• WHAT YOU NEED TO DO:
Produce an exact copy of all the records.

(Coordinate annotation entries)
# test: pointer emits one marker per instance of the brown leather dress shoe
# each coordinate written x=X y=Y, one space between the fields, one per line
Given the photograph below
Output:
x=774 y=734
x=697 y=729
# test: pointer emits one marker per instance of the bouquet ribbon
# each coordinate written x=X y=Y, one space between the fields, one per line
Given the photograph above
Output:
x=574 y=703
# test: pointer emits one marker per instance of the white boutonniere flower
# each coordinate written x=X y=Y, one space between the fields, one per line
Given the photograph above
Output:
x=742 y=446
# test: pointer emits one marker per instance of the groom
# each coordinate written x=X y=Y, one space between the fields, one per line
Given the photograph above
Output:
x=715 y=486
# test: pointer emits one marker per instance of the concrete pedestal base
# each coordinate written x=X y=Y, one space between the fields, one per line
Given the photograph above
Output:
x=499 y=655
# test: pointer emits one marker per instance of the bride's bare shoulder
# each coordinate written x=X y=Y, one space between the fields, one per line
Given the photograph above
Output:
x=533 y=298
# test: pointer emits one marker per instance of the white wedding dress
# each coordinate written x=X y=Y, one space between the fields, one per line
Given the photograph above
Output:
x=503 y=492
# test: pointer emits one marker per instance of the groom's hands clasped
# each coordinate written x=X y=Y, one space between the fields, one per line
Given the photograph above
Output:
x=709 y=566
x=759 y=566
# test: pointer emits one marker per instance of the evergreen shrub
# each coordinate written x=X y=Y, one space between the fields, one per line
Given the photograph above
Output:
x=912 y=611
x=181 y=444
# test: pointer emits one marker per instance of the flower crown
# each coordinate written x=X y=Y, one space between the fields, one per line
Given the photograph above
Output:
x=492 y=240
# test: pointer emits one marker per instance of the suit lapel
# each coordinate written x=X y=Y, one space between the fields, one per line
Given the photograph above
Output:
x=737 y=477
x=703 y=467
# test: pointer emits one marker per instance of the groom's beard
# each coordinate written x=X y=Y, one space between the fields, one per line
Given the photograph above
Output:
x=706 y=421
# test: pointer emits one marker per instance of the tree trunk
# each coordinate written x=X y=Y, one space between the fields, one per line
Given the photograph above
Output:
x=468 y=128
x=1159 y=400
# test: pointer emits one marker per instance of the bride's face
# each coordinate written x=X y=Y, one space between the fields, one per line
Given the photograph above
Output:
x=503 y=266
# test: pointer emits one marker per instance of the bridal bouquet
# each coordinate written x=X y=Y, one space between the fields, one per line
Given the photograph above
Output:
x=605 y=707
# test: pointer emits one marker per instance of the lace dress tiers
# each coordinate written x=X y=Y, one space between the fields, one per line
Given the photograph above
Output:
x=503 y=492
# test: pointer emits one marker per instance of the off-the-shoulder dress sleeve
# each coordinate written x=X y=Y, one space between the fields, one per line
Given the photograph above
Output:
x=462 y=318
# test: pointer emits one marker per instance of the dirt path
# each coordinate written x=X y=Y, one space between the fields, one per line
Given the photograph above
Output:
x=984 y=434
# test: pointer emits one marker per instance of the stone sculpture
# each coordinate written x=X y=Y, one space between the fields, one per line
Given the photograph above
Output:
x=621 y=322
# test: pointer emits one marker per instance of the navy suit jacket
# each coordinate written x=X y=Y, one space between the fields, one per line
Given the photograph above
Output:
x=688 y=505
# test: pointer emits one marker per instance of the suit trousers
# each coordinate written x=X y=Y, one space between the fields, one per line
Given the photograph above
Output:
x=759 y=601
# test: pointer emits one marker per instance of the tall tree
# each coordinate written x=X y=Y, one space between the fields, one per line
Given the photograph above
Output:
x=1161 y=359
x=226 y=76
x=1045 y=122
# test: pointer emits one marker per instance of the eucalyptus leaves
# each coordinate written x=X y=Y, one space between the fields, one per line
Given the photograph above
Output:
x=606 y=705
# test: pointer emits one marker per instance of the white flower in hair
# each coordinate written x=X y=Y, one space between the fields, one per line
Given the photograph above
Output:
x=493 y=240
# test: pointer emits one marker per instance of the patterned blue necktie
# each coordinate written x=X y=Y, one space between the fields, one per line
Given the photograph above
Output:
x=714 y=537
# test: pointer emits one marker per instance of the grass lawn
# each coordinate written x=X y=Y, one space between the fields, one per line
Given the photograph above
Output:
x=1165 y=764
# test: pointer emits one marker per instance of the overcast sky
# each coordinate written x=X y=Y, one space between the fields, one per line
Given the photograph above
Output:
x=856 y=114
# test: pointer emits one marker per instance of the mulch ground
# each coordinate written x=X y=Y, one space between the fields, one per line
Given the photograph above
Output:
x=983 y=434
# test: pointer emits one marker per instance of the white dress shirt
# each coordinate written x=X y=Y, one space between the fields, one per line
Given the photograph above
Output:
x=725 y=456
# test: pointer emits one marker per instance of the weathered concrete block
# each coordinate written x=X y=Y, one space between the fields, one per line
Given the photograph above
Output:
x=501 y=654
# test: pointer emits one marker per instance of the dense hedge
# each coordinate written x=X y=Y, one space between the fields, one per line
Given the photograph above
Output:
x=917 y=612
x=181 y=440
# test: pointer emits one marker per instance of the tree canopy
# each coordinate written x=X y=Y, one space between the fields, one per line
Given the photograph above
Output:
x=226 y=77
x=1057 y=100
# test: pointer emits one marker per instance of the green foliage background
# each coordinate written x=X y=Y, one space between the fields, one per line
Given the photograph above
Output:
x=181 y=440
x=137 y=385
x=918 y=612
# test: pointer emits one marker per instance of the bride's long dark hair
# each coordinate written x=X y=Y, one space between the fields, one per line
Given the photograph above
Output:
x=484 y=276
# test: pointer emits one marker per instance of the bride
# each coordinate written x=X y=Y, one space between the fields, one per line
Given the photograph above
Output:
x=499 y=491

• SOLUTION TO THIS EXERCISE:
# test: pointer emits one marker per instance of the brown leather dress shoe
# each coordinate written x=X y=Y, one space between the fields, one per line
Given the photograph below
Output:
x=774 y=734
x=697 y=729
# test: pointer emits one marker per instance of the bouquet ribbon
# each coordinate written x=X y=Y, one space between the fields, one per line
Given the photograph above
Output:
x=574 y=703
# test: pointer emits one marker per instance of the white boutonniere flower
# each coordinate written x=X y=Y, one space between the fields, one per line
Given the photograph above
Output:
x=742 y=446
# test: pointer emits one marker per instance of the groom
# each coordinate written x=X y=Y, one space between the fields, one per line
Given the photograph above
Output:
x=715 y=486
# test: pointer emits one marker per instance of the concrete pedestal base
# each coordinate written x=X y=Y, one space between the fields, one per line
Given the photograph above
Output:
x=499 y=655
# test: pointer emits one marker per instance of the bride's bare shoulder
# each coordinate written x=X y=Y, one space between the fields, one per line
Given the photograph above
Output:
x=533 y=298
# test: pointer emits one marker per instance of the white wedding dress
# each coordinate written x=X y=Y, one space between the fields, one per line
Given the photograph above
Output:
x=503 y=492
# test: pointer emits one marker per instance of the groom's hands clasped
# each coordinate written x=X y=Y, one space between the fields, one per line
Given the photograph above
Output:
x=709 y=566
x=759 y=566
# test: pointer emits one marker per instance of the evergreen shrub
# each coordinate written x=X y=Y, one space between the fields, one per line
Given the photograph above
Output:
x=912 y=611
x=181 y=444
# test: pointer emits one marker per instance of the flower crown
# each coordinate written x=X y=Y, one space between the fields, one per line
Given the photograph above
Output:
x=492 y=240
# test: pointer emits one marker per instance of the suit lapel
# each coordinate written x=X y=Y, one space between the fields, one per line
Given the photograph above
Output:
x=737 y=477
x=703 y=467
# test: pointer emits one marker per instance of the groom's beard
# each coordinate written x=X y=Y, one space between the fields, one per line
Given the photograph above
Output:
x=706 y=421
# test: pointer emits one marker per instance of the tree trunk
# each coordinate written x=X y=Y, one space between the fields, one per line
Given the photograph above
Output:
x=468 y=128
x=1159 y=400
# test: pointer emits one marker per instance of the bride's face
# each coordinate written x=X y=Y, one space between the fields, one per line
Given the photograph above
Output:
x=503 y=266
# test: pointer emits one marker per instance of the bridal bouquet
# each coordinate written x=X y=Y, one space between the fields, one per line
Given the photograph above
Output:
x=605 y=707
# test: pointer emits one marker per instance of the lace dress tiers
# each coordinate written x=X y=Y, one space between the fields, one per line
Given the photograph above
Output:
x=503 y=492
# test: pointer emits one marker per instance of the off-the-shoulder dress sleeve
# each coordinate written x=X y=Y, one space between the fields, one per line
Given the photograph above
Output:
x=462 y=318
# test: pointer emits one marker per instance of the dirt path
# each coordinate written x=X y=Y, one space between the fields, one per line
Given the photograph above
Output:
x=984 y=434
# test: pointer emits one marker per instance of the stone sculpture
# each coordinate written x=X y=Y, one space between the fields, one per line
Given the photograph above
Output:
x=621 y=322
# test: pointer emits one marker per instance of the navy suit jacket
# each coordinate written x=X y=Y, one space between the fields, one per line
Given the photograph above
Output:
x=688 y=505
# test: pointer emits one marker per instance of the suit trousers
# each coordinate written x=X y=Y, one space between the fields, one per line
Given the photograph above
Output:
x=759 y=601
# test: pointer emits one marker per instance of the tall tree
# each coordinate written x=X y=Y, one space between the fields, one per line
Given the photograph above
Output:
x=1161 y=359
x=226 y=76
x=1045 y=122
# test: pointer emits one marker per instance of the eucalyptus leaves
# each coordinate written x=X y=Y, one space between the fields, one per line
Given the photograph above
Output:
x=606 y=705
# test: pointer emits one marker per instance of the white flower in hair
# each coordinate written x=X y=Y, one space between the fields, one per line
Given the photograph above
Output:
x=493 y=240
# test: pointer emits one marker per instance of the patterned blue necktie
# each coordinate written x=X y=Y, one space between the fields, one per line
Given the photograph above
Output:
x=714 y=537
# test: pointer emits one marker per instance of the grass lawn
# each coordinate written x=X y=Y, one space between the fields, one per line
Given the photograph above
Output:
x=1165 y=764
# test: pointer emits one marker per instance of the overcast sky
# each coordinate written x=X y=Y, one space between the fields, one per line
Given the photograph above
Output:
x=856 y=114
# test: pointer emits one marker per instance of the mulch ground
# each coordinate written x=X y=Y, one space between the fields, one per line
Given the photograph above
Output:
x=983 y=434
# test: pointer emits one marker per instance of the white dress shirt
# each coordinate written x=X y=Y, one space between the fields, one per line
Given the photograph above
Output:
x=725 y=456
# test: pointer emits one marker per instance of the weathered concrete block
# each coordinate written x=X y=Y, one space between the fields, one per line
Given the photograph above
Output:
x=501 y=654
# test: pointer emits one marker per instance of the dense hedge
# each coordinate written x=X y=Y, one space between the fields, one per line
Given the photograph above
Output:
x=917 y=612
x=181 y=440
# test: pointer emits one marker per instance of the tree canopy
# each coordinate written x=X y=Y, one space between the fields, one per line
Given the photograph above
Output:
x=226 y=77
x=1057 y=100
# test: pointer emits one marker per instance of the green foliage background
# each coordinate written x=X y=Y, one space between the fields, one per line
Given the photograph above
Output:
x=181 y=440
x=137 y=385
x=918 y=612
# test: pointer emits one marker per instance of the bride's long dark hair
# each coordinate written x=X y=Y, one space between the fields, one per line
Given the photograph above
Output:
x=484 y=276
# test: pointer emits one marker per instance of the bride
# each coordinate written x=X y=Y, one space between the fields, one per line
Given the photograph above
Output:
x=499 y=491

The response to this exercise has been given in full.